Short problem =>
Pictures aside, write out every record exactly as it appears.
....................
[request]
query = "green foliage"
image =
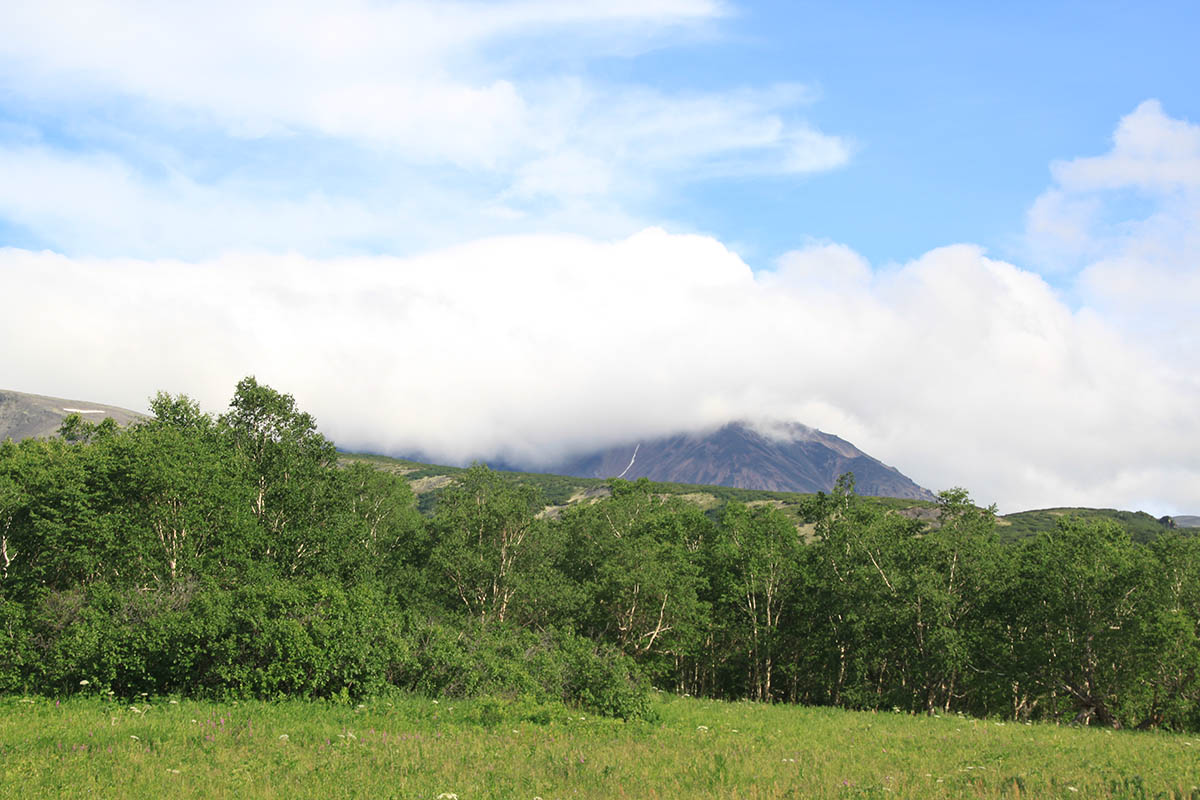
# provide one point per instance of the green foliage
(235, 555)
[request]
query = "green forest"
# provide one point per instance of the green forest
(233, 555)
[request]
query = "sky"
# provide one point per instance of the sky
(963, 236)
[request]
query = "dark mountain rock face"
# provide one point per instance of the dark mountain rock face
(784, 458)
(23, 416)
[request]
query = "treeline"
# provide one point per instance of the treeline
(233, 557)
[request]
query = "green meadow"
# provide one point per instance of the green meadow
(407, 746)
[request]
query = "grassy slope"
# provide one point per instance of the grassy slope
(1024, 524)
(415, 747)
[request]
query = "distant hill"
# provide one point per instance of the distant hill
(787, 457)
(1141, 525)
(23, 416)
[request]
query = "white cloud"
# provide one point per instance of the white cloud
(370, 100)
(958, 368)
(1127, 223)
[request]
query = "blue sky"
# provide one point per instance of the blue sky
(1005, 196)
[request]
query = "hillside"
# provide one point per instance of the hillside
(561, 491)
(783, 458)
(23, 416)
(1024, 524)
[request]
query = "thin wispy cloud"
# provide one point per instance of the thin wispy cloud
(185, 102)
(478, 229)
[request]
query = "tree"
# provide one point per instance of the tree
(289, 464)
(486, 531)
(761, 548)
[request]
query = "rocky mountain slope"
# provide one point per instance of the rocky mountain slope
(23, 416)
(781, 458)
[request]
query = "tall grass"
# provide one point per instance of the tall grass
(407, 746)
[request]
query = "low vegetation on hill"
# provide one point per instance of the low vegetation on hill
(239, 557)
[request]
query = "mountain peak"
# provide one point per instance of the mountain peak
(773, 456)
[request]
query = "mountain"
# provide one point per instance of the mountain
(34, 415)
(787, 457)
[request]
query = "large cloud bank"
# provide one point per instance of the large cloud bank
(958, 368)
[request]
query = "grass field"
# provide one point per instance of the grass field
(417, 747)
....................
Exercise output =>
[request]
query = "green foliage"
image =
# provide one point per instance of the green foliage
(235, 555)
[request]
query = "green forest"
# provide one point per instance of the green forest
(233, 555)
[request]
query = "sky"
# provide one point per instance of the sky
(963, 236)
[request]
query = "dark mountain rock face"
# provide one point per instance of the dark mountain rock face
(784, 458)
(23, 416)
[request]
query = "treeline"
# provide one point per instance of the treeline
(233, 557)
[request]
query = "green meadow"
# provide one point per instance of the green meadow
(407, 746)
[request]
query = "grassy slope"
# provide one point per instance of the grassy slope
(1024, 524)
(415, 747)
[request]
query = "distant hill"
# provide one point per instance of the distant hill
(787, 457)
(1141, 525)
(23, 416)
[request]
query = "white cloud"
# provide one point per instance of the white cloud
(370, 100)
(958, 368)
(1127, 223)
[request]
query = "blue sky"
# provide one point per instance of the blue sky
(1005, 196)
[request]
query = "hillside"
# provide one point per instance of the hillside
(561, 491)
(783, 458)
(23, 416)
(1024, 524)
[request]
query = "thin wispy cloud"
# provide one point per instance of the thin wispy cloud
(185, 102)
(478, 229)
[request]
query = "tree"
# provide one point per instance of the tree
(289, 464)
(486, 531)
(761, 548)
[request]
query = "rocky mountain slope"
# provide one point per instance of the rocky mountain slope
(23, 416)
(781, 458)
[request]
query = "tall grass"
# provide one point per instance of the tall grass
(407, 746)
[request]
query = "low vegetation on hill"
# provide one point per instance of the low vegetation on hill
(239, 557)
[request]
query = "mountain peak"
# provide one point per instance of the mountain peak
(773, 456)
[request]
query = "mountain"
# provide one point per instance of the mountain
(34, 415)
(787, 457)
[request]
query = "large cloud bank"
# provide one point per instance of the large cloud bank
(958, 368)
[request]
query = "grass field"
# provide one point per instance of the grass field
(417, 747)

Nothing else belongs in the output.